* **Task details**
Transcribe word for word the lines below from the line with "For each <instance>, any" through the line with "box: [671, 257, 798, 367]", ends included.

* **Source data**

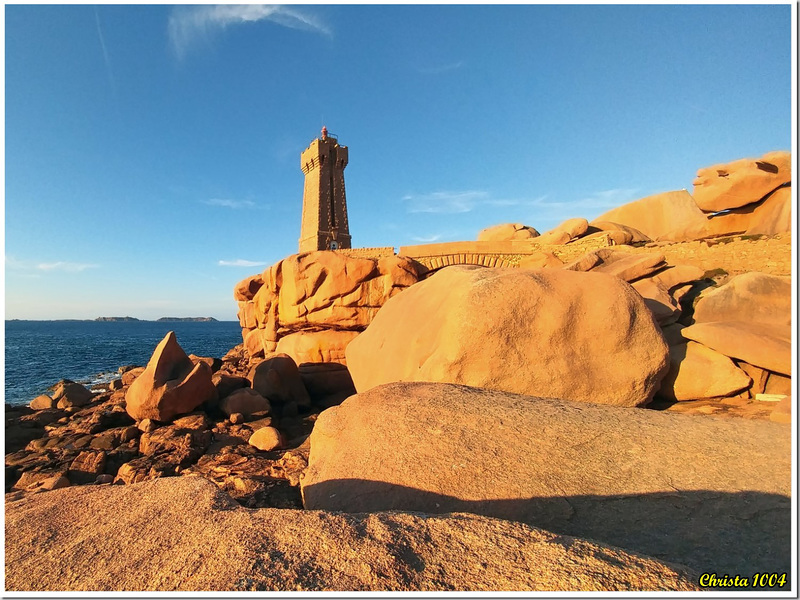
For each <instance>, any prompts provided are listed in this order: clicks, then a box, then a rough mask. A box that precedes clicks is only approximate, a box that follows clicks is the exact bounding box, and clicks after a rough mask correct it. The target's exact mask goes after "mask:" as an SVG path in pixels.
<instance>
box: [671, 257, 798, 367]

---

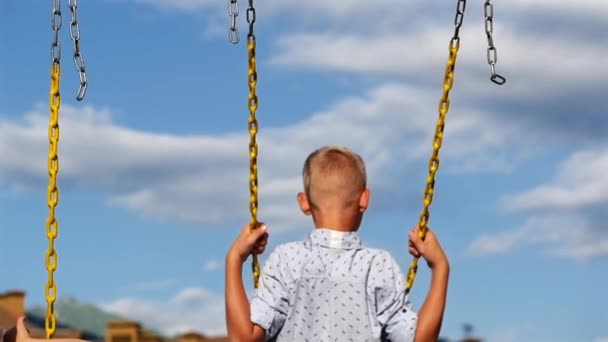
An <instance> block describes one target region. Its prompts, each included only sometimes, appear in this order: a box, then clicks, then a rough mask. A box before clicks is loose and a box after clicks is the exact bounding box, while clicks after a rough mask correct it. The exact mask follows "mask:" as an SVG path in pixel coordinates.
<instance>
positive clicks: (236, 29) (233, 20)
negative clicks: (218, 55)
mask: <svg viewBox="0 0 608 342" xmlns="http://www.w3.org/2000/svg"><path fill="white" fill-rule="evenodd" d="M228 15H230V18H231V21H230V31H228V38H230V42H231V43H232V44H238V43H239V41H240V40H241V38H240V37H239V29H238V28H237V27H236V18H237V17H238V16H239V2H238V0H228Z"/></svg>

* **Written solution**
For each <instance>, any prompts provided are listed in this order: clicks, then a box, then a rough mask. A box that precedes clicks is only approximate, a box that follows clicks is the exact bounding box, and clicks after a rough mask correct it. The target's exact mask goes after "mask:" as an SVG path in pixels.
<instance>
box: [671, 257, 798, 367]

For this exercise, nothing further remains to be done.